■ WRITTEN TASK A ■
Answer these questions from the case excerpt, please:
(i) When did Caroline E. Blake die?
(ii) On what date was her will executed?
(iii) Whom did the codicil appoint as trustee?
■ WRITTEN TASK B ■
Summarize the case excerpt in two sentences.

■ QUOTED PASSAGE ■
________________

Russell v. Hartley

78 A. 320 | Conn. | 1910

The testatrix, Caroline E. Blake of New Haven, died in April, 1881, leaving as her sole heirs at law a sister, Henrietta M. Hartley, and the children of a deceased brother, Annie F. Douglas and Marie E. H. Blake.

By her will, executed June 26th, 1878, she left the residue of her estate to be divided equally between her said sister, Henrietta M. Hartley, and Caroline E. Hartley, the daughter of said sister, who is now unmarried and sixty years of age.

A codicil to said will, executed February 11th, 1880, contains this provision: "The property which I have by my will given to my niece, Caroline E. Hartley, I now desire to be held in trust for her therefore I hereby modify my said will so that my trustee hereinafter *657 named shall take and hold such estate as my said niece would otherwise receive under such will in trust however, and for the following purposes, namely, to duly invest the same and to change investments whenever necessary, to pay over the income of said trust fund to said Caroline E. Hartley during her life and if in the judgment of said trustee she shall need more than the income thereof, then I authorize my said trustee to pay over to her from time to time such portion of the principal of said trust as he may deem necessary for her comfortable support. Upon the death of said Caroline E. Hartley, I authorize my said trustee to pay over whatever may remain of said trust fund to the children of said Caroline, if she leaves any children, but if she dies without issue, then to pay the same to her heirs at law. I hereby appoint Watson V. Coe of said New Haven, trustee of the trust created by this instrument."

________________

■ SUPPLIED ENTRIES ■
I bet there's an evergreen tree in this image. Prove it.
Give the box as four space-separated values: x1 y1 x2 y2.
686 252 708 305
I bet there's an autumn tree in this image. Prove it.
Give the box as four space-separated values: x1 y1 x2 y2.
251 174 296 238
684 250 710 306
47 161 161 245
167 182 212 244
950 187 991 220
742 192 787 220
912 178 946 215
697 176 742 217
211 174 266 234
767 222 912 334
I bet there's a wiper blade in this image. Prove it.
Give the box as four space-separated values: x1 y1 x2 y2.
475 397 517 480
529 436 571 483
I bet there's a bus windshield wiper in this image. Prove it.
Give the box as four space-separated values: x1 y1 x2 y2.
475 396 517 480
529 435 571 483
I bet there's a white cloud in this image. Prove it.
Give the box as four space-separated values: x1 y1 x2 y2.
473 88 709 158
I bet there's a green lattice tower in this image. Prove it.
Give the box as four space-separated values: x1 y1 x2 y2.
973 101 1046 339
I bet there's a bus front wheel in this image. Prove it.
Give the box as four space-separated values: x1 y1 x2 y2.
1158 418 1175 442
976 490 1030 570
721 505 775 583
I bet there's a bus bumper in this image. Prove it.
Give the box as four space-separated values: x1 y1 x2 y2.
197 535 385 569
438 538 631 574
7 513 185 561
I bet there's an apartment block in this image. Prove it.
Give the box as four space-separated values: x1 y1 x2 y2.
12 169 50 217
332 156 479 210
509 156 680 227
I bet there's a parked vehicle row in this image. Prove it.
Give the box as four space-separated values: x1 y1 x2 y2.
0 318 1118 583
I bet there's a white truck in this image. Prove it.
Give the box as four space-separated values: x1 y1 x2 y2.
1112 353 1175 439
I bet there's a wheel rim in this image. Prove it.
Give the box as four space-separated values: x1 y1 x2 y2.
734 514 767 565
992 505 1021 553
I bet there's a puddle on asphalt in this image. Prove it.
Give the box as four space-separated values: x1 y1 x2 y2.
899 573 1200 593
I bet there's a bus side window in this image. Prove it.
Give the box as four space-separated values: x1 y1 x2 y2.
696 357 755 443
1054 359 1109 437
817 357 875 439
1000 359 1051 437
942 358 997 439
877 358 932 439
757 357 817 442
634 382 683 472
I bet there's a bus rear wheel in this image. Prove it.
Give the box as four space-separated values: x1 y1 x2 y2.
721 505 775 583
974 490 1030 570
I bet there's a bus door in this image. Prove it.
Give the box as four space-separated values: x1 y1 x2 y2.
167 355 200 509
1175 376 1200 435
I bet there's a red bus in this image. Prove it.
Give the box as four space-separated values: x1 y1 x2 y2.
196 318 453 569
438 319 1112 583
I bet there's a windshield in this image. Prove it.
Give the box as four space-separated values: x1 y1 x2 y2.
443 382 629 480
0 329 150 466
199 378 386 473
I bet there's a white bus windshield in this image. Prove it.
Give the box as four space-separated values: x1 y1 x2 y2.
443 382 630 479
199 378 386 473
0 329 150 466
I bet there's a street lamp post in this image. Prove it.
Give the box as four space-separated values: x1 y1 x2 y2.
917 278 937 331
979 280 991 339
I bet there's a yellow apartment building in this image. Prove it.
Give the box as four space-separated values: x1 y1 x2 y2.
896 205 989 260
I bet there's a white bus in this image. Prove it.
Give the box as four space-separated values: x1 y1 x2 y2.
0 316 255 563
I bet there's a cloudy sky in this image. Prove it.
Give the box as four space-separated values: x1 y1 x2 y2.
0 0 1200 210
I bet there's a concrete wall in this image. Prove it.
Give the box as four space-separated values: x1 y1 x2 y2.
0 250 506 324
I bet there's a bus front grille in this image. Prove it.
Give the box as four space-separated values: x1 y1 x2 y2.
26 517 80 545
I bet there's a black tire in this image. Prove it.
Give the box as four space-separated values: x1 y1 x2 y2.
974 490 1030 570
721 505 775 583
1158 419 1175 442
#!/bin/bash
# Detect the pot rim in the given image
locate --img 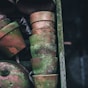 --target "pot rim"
[33,74,58,77]
[30,11,55,24]
[0,21,19,39]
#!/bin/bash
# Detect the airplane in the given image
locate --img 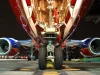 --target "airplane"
[0,0,100,70]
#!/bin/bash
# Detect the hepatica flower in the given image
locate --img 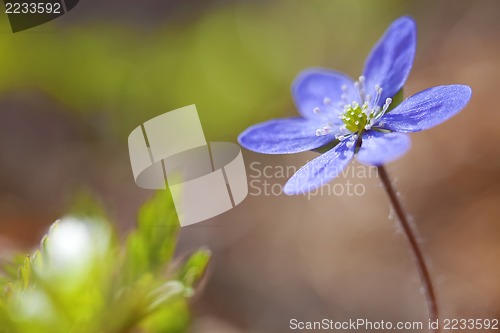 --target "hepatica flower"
[238,17,471,195]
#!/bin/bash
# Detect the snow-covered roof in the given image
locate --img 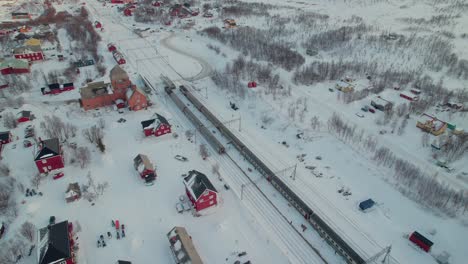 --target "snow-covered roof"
[109,65,129,81]
[0,59,29,69]
[37,221,71,264]
[34,138,60,160]
[0,131,11,141]
[13,46,42,54]
[125,88,134,100]
[133,154,154,173]
[80,81,113,99]
[141,114,170,130]
[167,226,203,264]
[184,170,217,200]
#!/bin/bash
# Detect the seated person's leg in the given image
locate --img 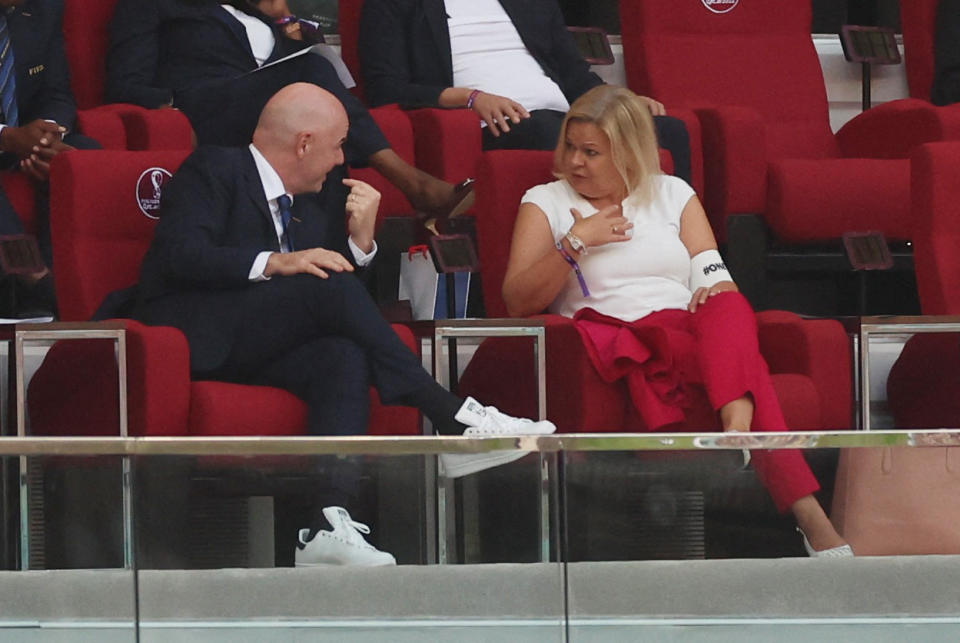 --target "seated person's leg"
[653,116,693,185]
[483,109,566,150]
[256,335,370,435]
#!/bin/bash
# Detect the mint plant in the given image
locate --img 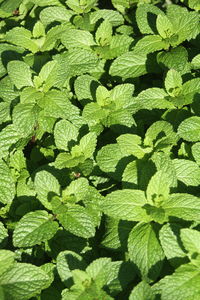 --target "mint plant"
[0,0,200,300]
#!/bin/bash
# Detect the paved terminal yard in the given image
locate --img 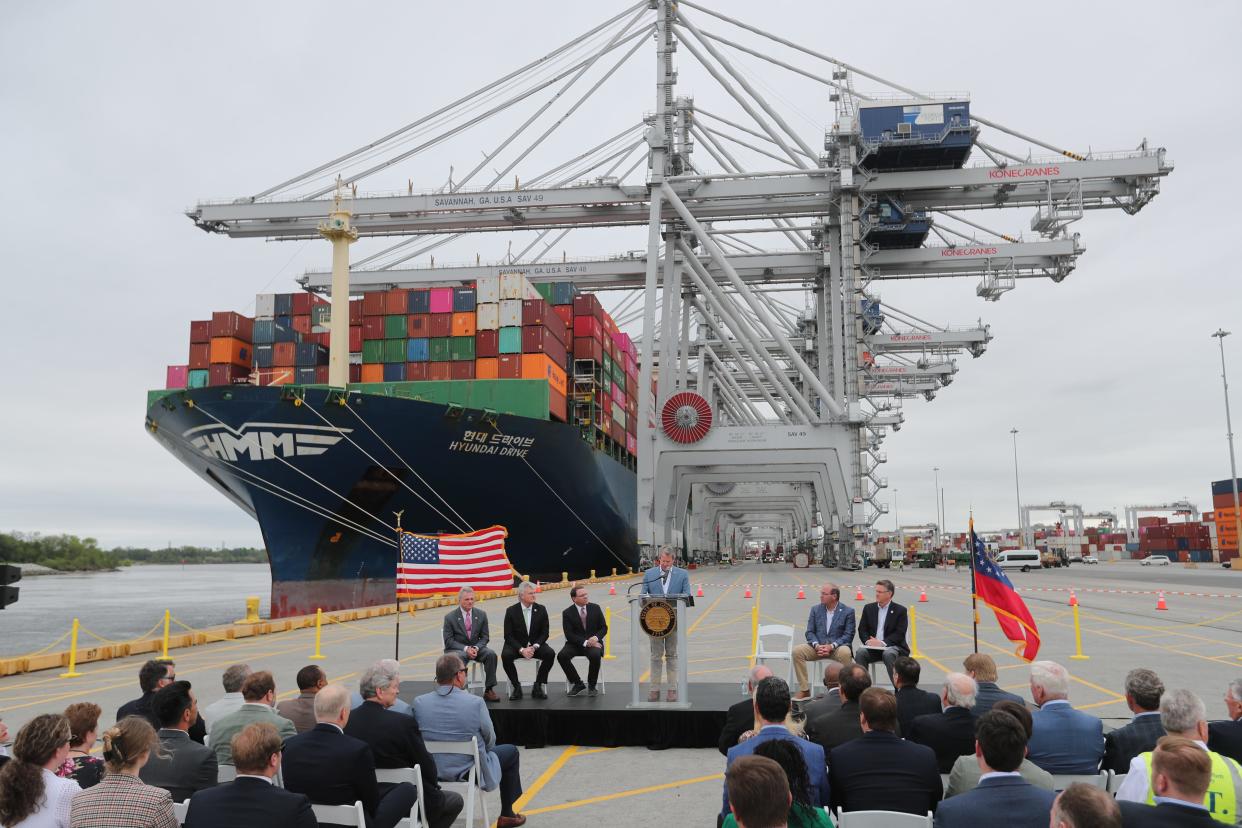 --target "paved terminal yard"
[0,561,1242,826]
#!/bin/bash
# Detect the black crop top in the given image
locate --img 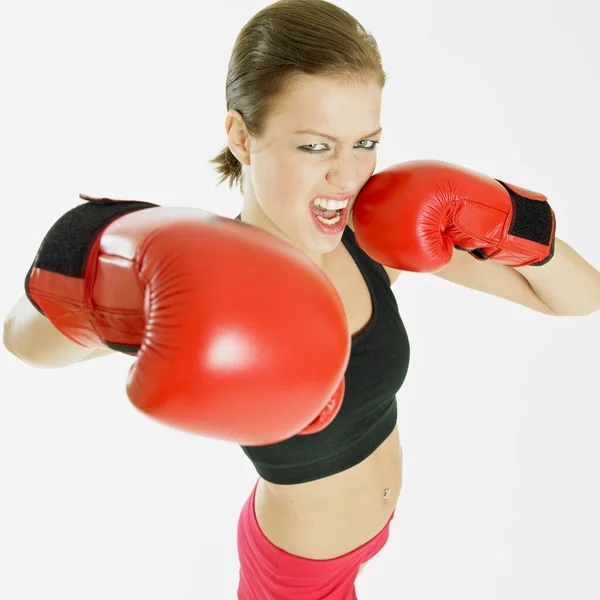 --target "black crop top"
[236,215,410,485]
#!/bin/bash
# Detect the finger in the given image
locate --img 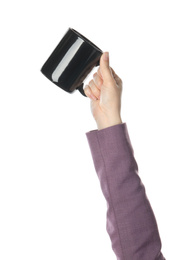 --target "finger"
[89,79,100,99]
[93,73,103,90]
[97,67,103,79]
[84,85,97,100]
[100,52,113,82]
[111,68,122,86]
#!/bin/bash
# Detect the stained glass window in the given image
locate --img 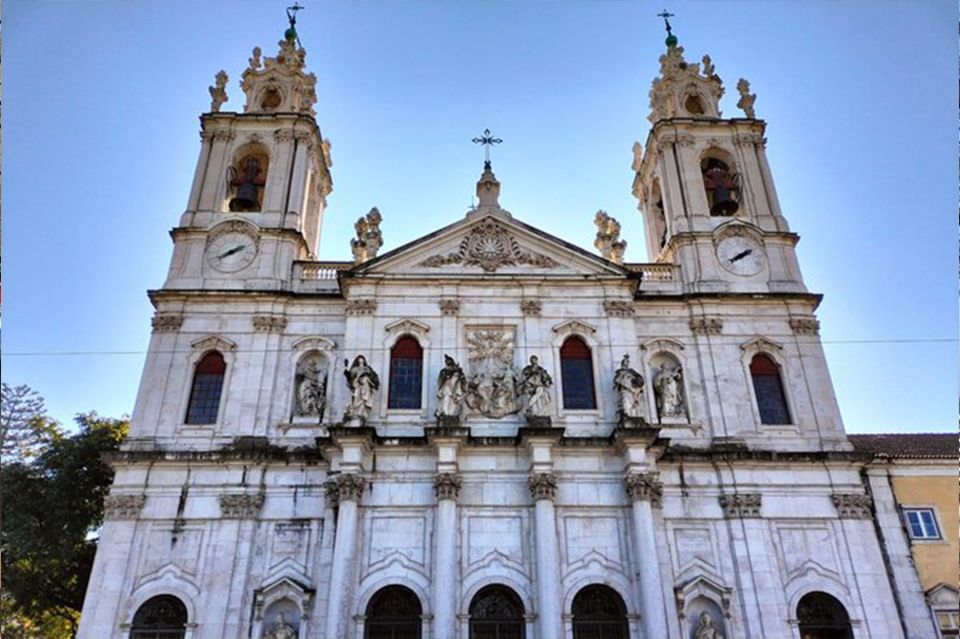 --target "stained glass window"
[470,586,526,639]
[363,586,423,639]
[560,337,597,410]
[572,584,630,639]
[750,354,790,424]
[387,336,423,408]
[130,595,187,639]
[186,351,227,424]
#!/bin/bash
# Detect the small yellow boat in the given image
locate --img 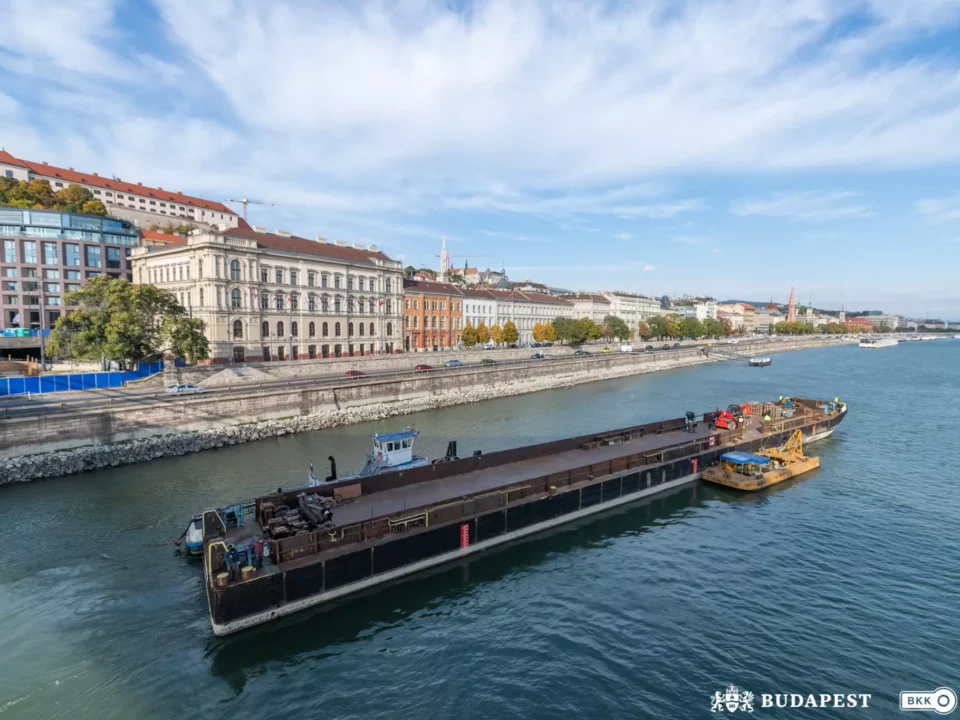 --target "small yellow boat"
[703,430,820,491]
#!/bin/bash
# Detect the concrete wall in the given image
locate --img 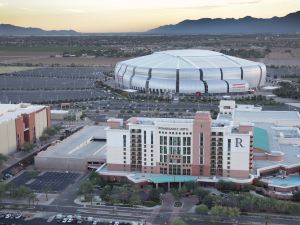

________________

■ SOLUTION A ■
(i) April 1881
(ii) June 26th, 1878
(iii) Watson V. Coe of New Haven

■ SOLUTION B ■
Caroline E. Blake of New Haven died in April 1881, and her will of June 26th, 1878 divided the residue of her estate equally between her sister, Henrietta M. Hartley, and her niece, Caroline E. Hartley. A codicil of February 11th, 1880 placed the niece's share in trust under trustee Watson V. Coe, who was to pay her the income for life and any principal he judged necessary for her comfortable support, with the remainder going at her death to her children or, if she died without issue, to her heirs at law.